Named object pointing data
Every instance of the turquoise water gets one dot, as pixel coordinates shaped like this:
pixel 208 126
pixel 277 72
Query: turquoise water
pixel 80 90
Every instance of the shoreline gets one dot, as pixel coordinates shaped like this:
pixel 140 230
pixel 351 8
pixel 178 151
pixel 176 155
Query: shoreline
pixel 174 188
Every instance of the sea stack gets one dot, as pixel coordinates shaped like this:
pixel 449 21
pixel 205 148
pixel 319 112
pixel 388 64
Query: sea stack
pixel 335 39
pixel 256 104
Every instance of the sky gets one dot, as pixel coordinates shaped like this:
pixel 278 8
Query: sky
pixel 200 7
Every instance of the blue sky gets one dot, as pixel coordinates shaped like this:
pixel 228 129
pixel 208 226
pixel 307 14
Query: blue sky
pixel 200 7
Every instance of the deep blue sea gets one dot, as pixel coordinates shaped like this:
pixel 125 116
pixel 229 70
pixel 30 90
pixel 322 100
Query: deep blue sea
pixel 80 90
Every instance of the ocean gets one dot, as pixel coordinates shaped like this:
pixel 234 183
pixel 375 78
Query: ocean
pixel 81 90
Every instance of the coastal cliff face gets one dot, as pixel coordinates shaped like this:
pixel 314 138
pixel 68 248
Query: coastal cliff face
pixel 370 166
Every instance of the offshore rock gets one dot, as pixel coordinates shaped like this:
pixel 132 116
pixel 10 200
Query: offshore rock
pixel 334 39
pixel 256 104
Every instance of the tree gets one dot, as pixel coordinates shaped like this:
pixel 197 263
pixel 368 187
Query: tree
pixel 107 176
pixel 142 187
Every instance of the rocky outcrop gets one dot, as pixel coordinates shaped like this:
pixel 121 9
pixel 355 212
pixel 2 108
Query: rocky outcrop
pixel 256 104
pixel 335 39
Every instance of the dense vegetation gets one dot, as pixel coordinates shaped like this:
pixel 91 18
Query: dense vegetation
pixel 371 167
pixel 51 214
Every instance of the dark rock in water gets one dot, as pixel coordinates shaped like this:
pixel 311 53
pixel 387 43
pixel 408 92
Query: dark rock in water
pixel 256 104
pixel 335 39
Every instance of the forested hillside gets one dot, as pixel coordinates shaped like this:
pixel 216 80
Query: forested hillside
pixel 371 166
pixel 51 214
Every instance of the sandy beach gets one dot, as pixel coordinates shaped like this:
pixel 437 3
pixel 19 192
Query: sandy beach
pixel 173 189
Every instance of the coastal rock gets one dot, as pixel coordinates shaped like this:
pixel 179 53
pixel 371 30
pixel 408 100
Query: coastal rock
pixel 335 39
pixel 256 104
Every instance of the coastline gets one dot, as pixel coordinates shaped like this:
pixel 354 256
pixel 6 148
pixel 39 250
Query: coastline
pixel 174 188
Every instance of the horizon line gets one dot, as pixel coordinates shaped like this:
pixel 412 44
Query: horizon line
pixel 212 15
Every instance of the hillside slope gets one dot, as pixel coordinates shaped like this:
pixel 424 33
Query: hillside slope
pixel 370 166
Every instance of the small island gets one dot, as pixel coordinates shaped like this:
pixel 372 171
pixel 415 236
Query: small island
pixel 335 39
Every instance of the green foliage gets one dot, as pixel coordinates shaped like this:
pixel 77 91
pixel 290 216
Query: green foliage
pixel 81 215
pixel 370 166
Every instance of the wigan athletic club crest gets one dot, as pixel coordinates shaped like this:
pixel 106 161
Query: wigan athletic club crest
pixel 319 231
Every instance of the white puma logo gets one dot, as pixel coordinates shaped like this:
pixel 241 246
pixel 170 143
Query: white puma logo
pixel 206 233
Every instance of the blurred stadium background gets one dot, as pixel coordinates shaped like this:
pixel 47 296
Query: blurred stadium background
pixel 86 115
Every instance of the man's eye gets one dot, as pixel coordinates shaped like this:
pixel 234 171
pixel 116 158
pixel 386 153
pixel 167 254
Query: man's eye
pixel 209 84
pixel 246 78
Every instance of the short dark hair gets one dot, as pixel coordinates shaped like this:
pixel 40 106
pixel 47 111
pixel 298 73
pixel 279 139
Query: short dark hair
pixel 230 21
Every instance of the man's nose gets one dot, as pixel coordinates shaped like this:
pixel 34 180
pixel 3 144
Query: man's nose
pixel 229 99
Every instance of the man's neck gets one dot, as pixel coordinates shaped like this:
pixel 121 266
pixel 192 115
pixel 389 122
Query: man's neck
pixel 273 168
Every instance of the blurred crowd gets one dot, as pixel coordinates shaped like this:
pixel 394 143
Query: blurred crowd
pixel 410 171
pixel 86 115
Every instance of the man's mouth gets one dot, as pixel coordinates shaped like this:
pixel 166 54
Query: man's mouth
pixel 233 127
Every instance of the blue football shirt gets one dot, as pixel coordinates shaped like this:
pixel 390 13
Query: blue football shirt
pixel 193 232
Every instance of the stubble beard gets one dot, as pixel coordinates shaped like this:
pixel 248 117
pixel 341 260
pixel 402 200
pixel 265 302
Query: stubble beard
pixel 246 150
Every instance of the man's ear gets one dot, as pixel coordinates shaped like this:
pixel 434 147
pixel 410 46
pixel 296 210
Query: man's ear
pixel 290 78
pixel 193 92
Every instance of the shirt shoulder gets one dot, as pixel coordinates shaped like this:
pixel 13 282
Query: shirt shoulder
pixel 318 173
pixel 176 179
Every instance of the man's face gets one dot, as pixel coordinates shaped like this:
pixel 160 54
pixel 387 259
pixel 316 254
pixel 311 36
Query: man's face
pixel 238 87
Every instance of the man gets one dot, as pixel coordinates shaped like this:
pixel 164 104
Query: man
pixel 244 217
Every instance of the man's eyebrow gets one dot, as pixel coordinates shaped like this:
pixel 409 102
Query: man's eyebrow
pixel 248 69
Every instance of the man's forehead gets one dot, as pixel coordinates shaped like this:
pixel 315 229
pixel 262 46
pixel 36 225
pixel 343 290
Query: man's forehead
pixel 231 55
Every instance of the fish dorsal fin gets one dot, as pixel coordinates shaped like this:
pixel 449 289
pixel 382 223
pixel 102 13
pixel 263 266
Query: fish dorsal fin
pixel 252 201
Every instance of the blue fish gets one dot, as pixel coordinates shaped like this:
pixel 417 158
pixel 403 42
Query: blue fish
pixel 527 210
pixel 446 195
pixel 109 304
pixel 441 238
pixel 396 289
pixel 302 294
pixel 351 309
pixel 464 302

### Exercise objective
Reproduce all of the data above verbatim, line for line.

### Finished answer
Every instance of the turquoise water gets one dot, as pixel coordinates shaped like this:
pixel 208 126
pixel 277 72
Query: turquoise water
pixel 80 90
Every instance of the shoreline gets one dot, as pixel coordinates shaped like this:
pixel 140 230
pixel 351 8
pixel 178 151
pixel 176 155
Query: shoreline
pixel 174 188
Every instance of the sea stack gets one dot, as pixel coordinates shaped like this:
pixel 449 21
pixel 205 148
pixel 319 112
pixel 388 64
Query: sea stack
pixel 335 39
pixel 256 104
Every instance of the sky gets one dot, as pixel coordinates shaped like this:
pixel 278 8
Query: sky
pixel 200 7
Every instance of the blue sky gets one dot, as pixel coordinates shaped like this:
pixel 228 129
pixel 208 226
pixel 307 14
Query: blue sky
pixel 200 7
Every instance of the deep blue sea gets one dot, as pixel coordinates shaped like this:
pixel 125 116
pixel 229 70
pixel 30 90
pixel 322 100
Query: deep blue sea
pixel 80 90
Every instance of the ocean gets one dot, as pixel coordinates shaped like this:
pixel 234 183
pixel 375 78
Query: ocean
pixel 81 90
Every instance of the coastal cliff face gets one dot, as pixel coordinates shaped like this:
pixel 314 138
pixel 68 248
Query: coastal cliff face
pixel 370 166
Every instance of the offshore rock gets one dot, as pixel coordinates shaped like this:
pixel 132 116
pixel 10 200
Query: offshore rock
pixel 334 39
pixel 256 104
Every instance of the tree gets one dot, as pixel coordinates shaped like this:
pixel 197 263
pixel 368 187
Query: tree
pixel 107 176
pixel 142 187
Every instance of the rocky outcrop gets one dot, as pixel coordinates shaped like this:
pixel 121 9
pixel 355 212
pixel 2 108
Query: rocky outcrop
pixel 256 104
pixel 335 39
Every instance of the dense vegetation gets one dot, as pixel coordinates shaped like this:
pixel 91 18
Query: dense vegetation
pixel 371 167
pixel 51 214
Every instance of the dark rock in water gets one dot, as pixel coordinates shaped like this:
pixel 311 53
pixel 387 43
pixel 408 92
Query: dark rock in water
pixel 256 104
pixel 335 39
Every instance of the forested hillside gets one dot, as pixel coordinates shaped like this:
pixel 216 80
Query: forested hillside
pixel 371 166
pixel 51 214
Every instance of the sandy beach gets one dot, as pixel coordinates shaped like this:
pixel 437 3
pixel 19 192
Query: sandy beach
pixel 173 189
Every instance of the coastal rock gets one dot, as pixel coordinates shaped like this:
pixel 179 53
pixel 371 30
pixel 408 100
Query: coastal rock
pixel 335 39
pixel 256 104
Every instance of the coastline gets one dot, as pixel coordinates shaped like this:
pixel 354 256
pixel 6 148
pixel 39 250
Query: coastline
pixel 174 188
Every instance of the horizon line gets one dot, as pixel coordinates shaped like this:
pixel 412 44
Query: horizon line
pixel 212 15
Every instance of the hillside slope gets one dot, as pixel coordinates shaped like this:
pixel 424 33
Query: hillside slope
pixel 370 166
Every instance of the small island gets one dot, as pixel coordinates shaped like this:
pixel 372 171
pixel 415 236
Query: small island
pixel 335 39
Every instance of the green foliage gets one dot, as pixel coordinates shaped like this:
pixel 77 91
pixel 290 216
Query: green foliage
pixel 81 215
pixel 370 166
Every instance of the wigan athletic club crest gets one dot, as pixel coordinates shaped like this:
pixel 106 161
Query: wigan athletic club crest
pixel 319 231
Every instance of the white puma logo gets one dot, as pixel coordinates shaped like this:
pixel 241 246
pixel 170 143
Query: white puma logo
pixel 206 233
Every instance of the blurred stadium background gets one dot, as pixel coordinates shaped like this:
pixel 47 296
Query: blurred stadium background
pixel 86 115
Every instance of the man's eye gets one dot, as pixel coordinates shaped like this:
pixel 234 171
pixel 116 158
pixel 386 153
pixel 167 254
Query: man's eye
pixel 209 84
pixel 246 78
Every instance of the short dark hair gets one dot, as pixel coordinates shaped like this:
pixel 40 106
pixel 47 111
pixel 298 73
pixel 279 139
Query: short dark hair
pixel 230 21
Every instance of the man's nose gets one dot, as pixel coordinates shaped like this:
pixel 34 180
pixel 3 144
Query: man's nose
pixel 229 99
Every instance of the man's neck gets one dot, as pixel coordinates shaped like this:
pixel 121 266
pixel 192 115
pixel 389 122
Query: man's neck
pixel 273 168
Every instance of the blurred crowd gets one dot, as pixel coordinates shaped like this:
pixel 394 143
Query: blurred crowd
pixel 410 171
pixel 86 115
Every instance of the man's mouth gets one dot, as pixel coordinates shaped like this:
pixel 166 54
Query: man's mouth
pixel 233 127
Every instance of the blue football shirt gets one dot, as pixel coordinates shaped like this:
pixel 390 13
Query: blue football shirt
pixel 193 232
Every instance of the stubble beard gets one dot, as pixel coordinates shaped like this:
pixel 248 117
pixel 341 260
pixel 402 200
pixel 265 302
Query: stubble beard
pixel 246 150
Every instance of the man's ear gets one dot, as pixel coordinates shaped like this:
pixel 434 147
pixel 410 46
pixel 296 210
Query: man's ear
pixel 290 78
pixel 193 92
Every instance of the shirt shoulder gets one dot, as pixel coordinates shaped like this:
pixel 13 282
Query: shirt shoulder
pixel 318 173
pixel 176 179
Every instance of the man's face gets one dot, as pixel coordinates shaped like this:
pixel 160 54
pixel 387 259
pixel 316 254
pixel 311 36
Query: man's face
pixel 238 87
Every instance of the man gets one dot, as pixel coordinates shaped like this:
pixel 164 104
Query: man
pixel 244 217
Every instance of the man's eyebrow gets one dot, as pixel coordinates shaped like this:
pixel 409 102
Query: man's eyebrow
pixel 248 69
Every instance of the man's forehead gets one dot, as pixel coordinates shaped like this:
pixel 315 229
pixel 262 46
pixel 36 225
pixel 343 290
Query: man's forehead
pixel 231 55
Every instance of the fish dorsal fin gets one dot, as pixel coordinates shaped like this:
pixel 449 289
pixel 382 223
pixel 102 13
pixel 263 266
Query: fish dorsal fin
pixel 252 201
Every instance of the blue fish gets one dot, as pixel coordinates shaped like this:
pixel 417 158
pixel 403 42
Query: blue fish
pixel 527 210
pixel 446 195
pixel 109 304
pixel 441 238
pixel 396 289
pixel 302 294
pixel 351 309
pixel 464 302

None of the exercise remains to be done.